• [Do this]: Reproduce every line of the listing from the line that contains "Tag the chimney" through the end, including the labeling requests. Offset each coordinate in the answers by -36, but leave the numbers in the requests and their format samples unchanged.

• [Records for the task]:
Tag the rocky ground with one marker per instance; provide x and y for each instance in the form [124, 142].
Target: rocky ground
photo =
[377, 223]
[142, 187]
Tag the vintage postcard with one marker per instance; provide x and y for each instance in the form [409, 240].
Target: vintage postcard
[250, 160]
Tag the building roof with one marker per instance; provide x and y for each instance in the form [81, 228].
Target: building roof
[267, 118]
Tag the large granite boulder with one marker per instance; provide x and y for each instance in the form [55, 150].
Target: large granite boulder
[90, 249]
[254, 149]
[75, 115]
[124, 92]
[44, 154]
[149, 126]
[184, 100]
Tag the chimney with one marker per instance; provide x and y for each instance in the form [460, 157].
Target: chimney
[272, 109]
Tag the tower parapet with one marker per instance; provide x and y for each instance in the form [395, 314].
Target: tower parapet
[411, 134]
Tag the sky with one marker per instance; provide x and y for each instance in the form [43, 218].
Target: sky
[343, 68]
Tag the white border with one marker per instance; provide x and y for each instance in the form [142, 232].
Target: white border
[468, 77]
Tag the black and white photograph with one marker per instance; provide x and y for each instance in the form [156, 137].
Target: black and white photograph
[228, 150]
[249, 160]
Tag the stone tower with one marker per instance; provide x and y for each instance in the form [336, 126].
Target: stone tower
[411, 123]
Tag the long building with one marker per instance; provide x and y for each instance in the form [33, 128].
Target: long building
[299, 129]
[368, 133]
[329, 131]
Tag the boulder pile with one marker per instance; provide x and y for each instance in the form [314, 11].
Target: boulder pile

• [Written response]:
Tag the chimney with one marker per instance; provide x and y for each instance in the form [460, 157].
Target: chimney
[236, 73]
Tag the tower parapet with one marker per instance; provide x and y for each instance in the form [395, 314].
Target: tower parapet
[375, 98]
Tag the sky with one marker per instance; provide x and y for each instance in the form [43, 218].
Target: sky
[307, 32]
Tag the white border with one marker per instance; provide x and y for each instance in the form [142, 232].
Target: white border
[432, 41]
Tag the black and white photograph with one marker per instance; provide x and y for each instance in the form [156, 137].
Target: black and white photograph
[192, 114]
[213, 124]
Tag the stone tower with one marker per instance; provide x and y for each instance in the form [336, 126].
Target: stone tower
[375, 87]
Tag the long building with one marker per instance; provide x and y for each instance in the form [33, 128].
Target: long building
[263, 93]
[332, 97]
[293, 95]
Tag the boulder pile with one marker per instance; provide x and y for each instance in the form [314, 11].
Target: boulder pile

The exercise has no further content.